Print word for word the records from the line containing "Place one keypoint on each instance of the wet rock" through the end.

------------------------------------------------------------

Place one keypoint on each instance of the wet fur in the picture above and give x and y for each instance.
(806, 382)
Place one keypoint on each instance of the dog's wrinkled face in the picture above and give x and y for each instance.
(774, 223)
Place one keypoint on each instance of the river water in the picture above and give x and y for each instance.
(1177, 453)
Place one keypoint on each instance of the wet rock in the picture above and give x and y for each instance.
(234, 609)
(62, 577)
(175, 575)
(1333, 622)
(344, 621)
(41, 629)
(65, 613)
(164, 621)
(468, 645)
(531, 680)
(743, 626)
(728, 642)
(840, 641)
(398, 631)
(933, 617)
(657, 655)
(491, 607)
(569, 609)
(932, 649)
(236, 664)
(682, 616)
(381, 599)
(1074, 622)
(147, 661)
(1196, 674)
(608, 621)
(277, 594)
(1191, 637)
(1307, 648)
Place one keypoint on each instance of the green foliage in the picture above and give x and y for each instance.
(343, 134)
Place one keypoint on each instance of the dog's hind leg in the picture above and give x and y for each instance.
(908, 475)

------------------------------------------------------------

*Response to the task*:
Place one keypoint on each instance of the wet rock in the picture above and give x and y for each instance.
(234, 609)
(62, 577)
(175, 575)
(1333, 622)
(344, 621)
(41, 629)
(65, 613)
(164, 621)
(468, 645)
(531, 680)
(743, 626)
(728, 642)
(840, 641)
(398, 631)
(933, 617)
(657, 655)
(491, 607)
(569, 609)
(932, 649)
(236, 664)
(682, 616)
(381, 599)
(1074, 622)
(147, 661)
(1196, 674)
(608, 621)
(277, 594)
(1191, 637)
(1307, 648)
Place one keypoint on each instance of the green foliage in the picture above and give x and y for each instance.
(343, 134)
Place one keypoint on each instance of the dog's hind leg in the picture above and give x and y for each instance.
(908, 475)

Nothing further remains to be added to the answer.